• Lesetext
========================================

Es folgten Remixaufträge für Franz Ferdinand oder Depeche Mode sowie überbezahlte DJ-Sets zwischen London, Paris und New York, von denen sich Trentemøller nicht weiter beeindrucken ließ. Er arbeitete an seinem Zweitlingswerk, das die Kampfzone erweiterte und Trentemøllers Stammkundschaft vor allem mit seiner Hinwendung zum Song nachhaltig verwirrte. "Into The Great Wide Yonder" soll als Suche nach neuen Ausdrucksformen respektiert werden. Live erwies sich Trentemøllers Standortbestimmung als zwischen den Polen "überall" und "nirgendwo" aber erstaunlich orientierungslos.
Im mäßig gefüllten Gasometer gelang dem Dänen mit vierköpfiger Band zunächst eine vielversprechende Adaptierung seines Sounds zwischen Kiffer-Psychedelik, knackigen Live-Drums und schneidender Hallgitarre als wie für David Lynch maßgeschneiderte, nebulös-düstere Soundtrackangebote. Im satten Bühnennebel schien die Zeit starrer Laptopkonzerte vorbei, ein adäquates Live-Konzept gefunden.

========================================

Datensätze aus einer Datensammlung:

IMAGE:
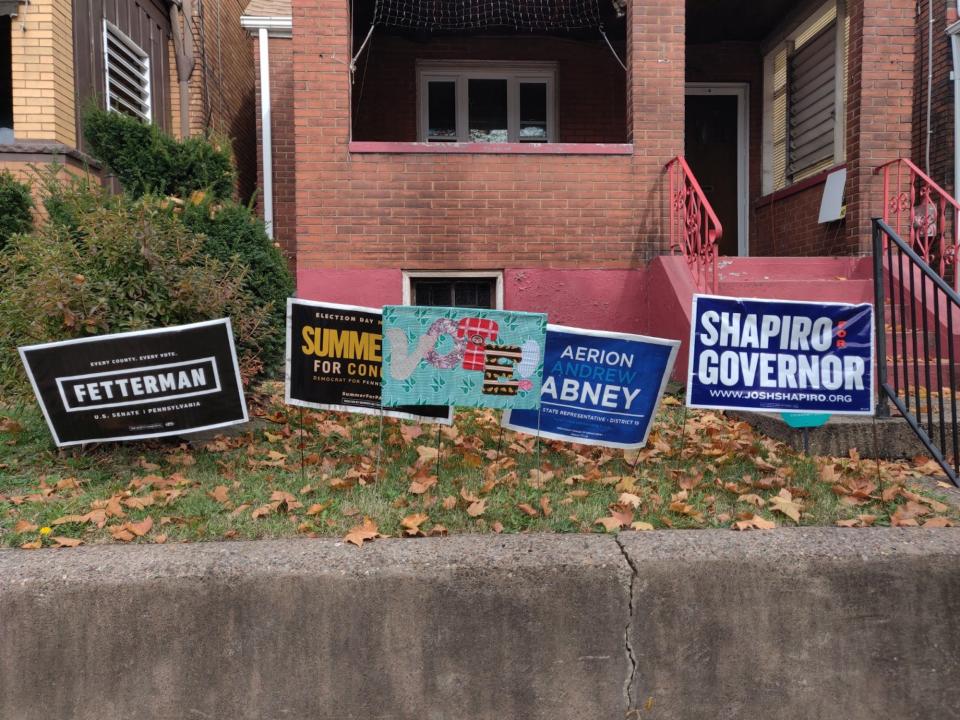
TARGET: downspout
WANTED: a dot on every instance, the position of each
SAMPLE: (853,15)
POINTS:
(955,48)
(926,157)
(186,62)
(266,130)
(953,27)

========================================

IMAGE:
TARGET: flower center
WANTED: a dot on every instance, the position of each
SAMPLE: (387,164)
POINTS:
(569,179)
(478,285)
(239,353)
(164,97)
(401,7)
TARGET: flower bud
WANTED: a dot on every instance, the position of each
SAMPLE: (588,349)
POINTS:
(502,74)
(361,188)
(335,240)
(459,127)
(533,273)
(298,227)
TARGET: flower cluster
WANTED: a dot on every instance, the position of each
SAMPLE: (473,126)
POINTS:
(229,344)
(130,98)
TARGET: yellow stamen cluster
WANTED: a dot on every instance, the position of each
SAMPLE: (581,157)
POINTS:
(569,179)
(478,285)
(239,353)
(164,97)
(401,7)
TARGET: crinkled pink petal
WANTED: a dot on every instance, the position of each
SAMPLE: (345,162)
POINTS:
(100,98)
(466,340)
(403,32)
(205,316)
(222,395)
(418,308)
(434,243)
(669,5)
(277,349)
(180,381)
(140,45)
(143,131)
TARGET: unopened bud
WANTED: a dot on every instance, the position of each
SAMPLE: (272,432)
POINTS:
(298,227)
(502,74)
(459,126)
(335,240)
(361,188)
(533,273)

========================================

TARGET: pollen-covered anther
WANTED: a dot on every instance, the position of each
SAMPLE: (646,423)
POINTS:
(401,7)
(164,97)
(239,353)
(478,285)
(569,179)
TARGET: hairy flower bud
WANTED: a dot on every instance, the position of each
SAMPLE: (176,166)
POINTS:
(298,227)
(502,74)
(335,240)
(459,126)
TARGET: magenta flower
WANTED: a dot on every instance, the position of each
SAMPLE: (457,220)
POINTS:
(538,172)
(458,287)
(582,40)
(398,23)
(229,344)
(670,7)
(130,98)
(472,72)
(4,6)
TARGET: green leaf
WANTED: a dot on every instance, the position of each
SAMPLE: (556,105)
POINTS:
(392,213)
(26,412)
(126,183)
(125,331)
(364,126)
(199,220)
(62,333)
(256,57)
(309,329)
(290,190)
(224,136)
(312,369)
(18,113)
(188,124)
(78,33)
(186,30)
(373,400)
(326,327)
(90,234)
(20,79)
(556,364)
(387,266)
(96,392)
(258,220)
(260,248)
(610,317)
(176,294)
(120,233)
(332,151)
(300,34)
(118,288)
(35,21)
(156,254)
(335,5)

========================================

• Deine Aufgaben
1: Fasse im Lesetext über Trentemøller den Absatz, der mit „Es folgten Remixaufträge“ beginnt, als kurze Stichpunktliste zusammen. Die wesentlichen Fakten müssen erhalten bleiben.
2: Laut dem Lesetext über Trentemøller spielte der Däne im Gasometer mit einer Band. Aus wie vielen Personen bestand sie?
3: Setze den Lesetext über Trentemøller nach seinem letzten Satz fort.

• Lösungen
1:
- Danach kamen Remixaufträge für Franz Ferdinand oder Depeche Mode sowie überbezahlte DJ-Sets zwischen London, Paris und New York. Trentemøller ließ sich davon nicht weiter beeindrucken.
- Sein zweites Werk erweiterte die Kampfzone. Vor allem durch die Hinwendung zum Song verwirrte es seine Stammkundschaft nachhaltig.
- „Into The Great Wide Yonder“ soll als Suche nach neuen Ausdrucksformen respektiert werden.
- Live wirkte seine Standortbestimmung zwischen „überall“ und „nirgendwo“ erstaunlich orientierungslos.

2: Die Band war vierköpfig.

3:
Allerdings nahm Trentemøller, als DJ um sich stromlinienförmig aufzäumende Sets bemüht, dem Konzert mit dramaturgischen Brüchen den Wind aus den Segeln. Von um TripHop Bescheid wissenden Songs wie "... Even Though You’re With Another Girl" oder dem bei Kate Bush andockenden "Tide" ist es bis zum Pulp-Fiction-Gedächtnis-Gepolter nur zwei Ambient-Exkursionen weit. Die tanzfreudige Soirée kam mit einem zünftigen Electro-Teil erst gegen Ende auf ihre Kosten. Als Zugabe entführte Trentemøller seinen Übertrack "Moan" mit Mundharmonikasolo von den US-Südstaaten letztlich noch zur Full-Moon-Party nach Kho-Phangan. Trentemøller, alter Däne! Und was für ein Schlawiner!